**SET PROBLEM:** Reproduce each of the following items word for word, one line per item.

**ENTRIES PROVIDED:**
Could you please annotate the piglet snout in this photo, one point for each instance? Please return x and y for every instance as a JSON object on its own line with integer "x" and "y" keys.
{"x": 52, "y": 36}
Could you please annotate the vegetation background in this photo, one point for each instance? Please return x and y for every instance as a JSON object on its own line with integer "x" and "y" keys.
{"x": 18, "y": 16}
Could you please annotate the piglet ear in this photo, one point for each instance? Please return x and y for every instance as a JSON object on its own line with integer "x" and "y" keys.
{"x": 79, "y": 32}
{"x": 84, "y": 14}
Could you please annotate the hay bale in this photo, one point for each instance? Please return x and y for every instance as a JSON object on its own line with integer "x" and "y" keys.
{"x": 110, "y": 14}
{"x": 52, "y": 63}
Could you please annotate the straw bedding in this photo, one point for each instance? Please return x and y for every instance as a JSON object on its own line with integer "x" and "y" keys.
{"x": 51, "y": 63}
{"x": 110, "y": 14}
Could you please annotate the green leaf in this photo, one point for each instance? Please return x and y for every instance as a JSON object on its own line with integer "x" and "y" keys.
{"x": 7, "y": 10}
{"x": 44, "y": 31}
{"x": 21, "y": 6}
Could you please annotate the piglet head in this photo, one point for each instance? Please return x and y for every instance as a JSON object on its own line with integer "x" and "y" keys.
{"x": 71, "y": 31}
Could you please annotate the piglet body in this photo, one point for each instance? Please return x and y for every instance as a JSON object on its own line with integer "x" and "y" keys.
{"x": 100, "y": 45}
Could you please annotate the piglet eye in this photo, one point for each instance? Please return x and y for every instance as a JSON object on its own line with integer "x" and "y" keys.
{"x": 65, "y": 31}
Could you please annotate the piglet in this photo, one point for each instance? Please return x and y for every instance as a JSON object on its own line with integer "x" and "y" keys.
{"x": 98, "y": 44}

**REPLY TO THE TASK:**
Could you please annotate the piglet snout in this photo, one point for each instance? Please return x and y for every instance as a JSON object on its own line with integer "x" and "y" keys.
{"x": 52, "y": 36}
Could you please annotate the vegetation background in this photo, one point for each instance? Please return x and y for every instance as a JSON object on its own line with integer "x" and "y" keys.
{"x": 18, "y": 16}
Could you please annotate the piglet ear in this photo, one point for each instance? Please return x and y for every instance as a JSON object on its own line with integer "x" and "y" keys.
{"x": 79, "y": 32}
{"x": 84, "y": 14}
Could you please annotate the hay bale in this photo, one point for each instance? Please return x and y for every instance as a JSON object on its own line with integer "x" and "y" keys.
{"x": 110, "y": 14}
{"x": 52, "y": 63}
Could you please annotate the straw bedding in this photo, one point for each instance? Please return x and y for every instance as a JSON object on its own line with integer "x" and "y" keys.
{"x": 51, "y": 63}
{"x": 110, "y": 14}
Could you please annotate the green leaf in this photo, one point for each instance? Please return x and y for every instance as a JSON object on its own line with integer "x" and "y" keys.
{"x": 7, "y": 10}
{"x": 44, "y": 31}
{"x": 21, "y": 6}
Could you please annotate the piglet head in this photo, one point for each instance? Please return x and y for every instance as a JSON object on its own line with integer "x" and "y" keys.
{"x": 71, "y": 31}
Could you please annotate the piglet body in this photo, one point for each instance? Please return x and y for every instance as a JSON object on its own line with integer "x" and "y" keys.
{"x": 100, "y": 45}
Could you please annotate the piglet eye in this photo, one point for each instance? Please return x and y for every instance as a JSON object on its own line with integer "x" and "y" keys.
{"x": 65, "y": 31}
Could you please annotate the piglet in this photo, one point for each instance? Please return x and y for every instance as a JSON object on its own line with integer "x" and "y" keys.
{"x": 98, "y": 44}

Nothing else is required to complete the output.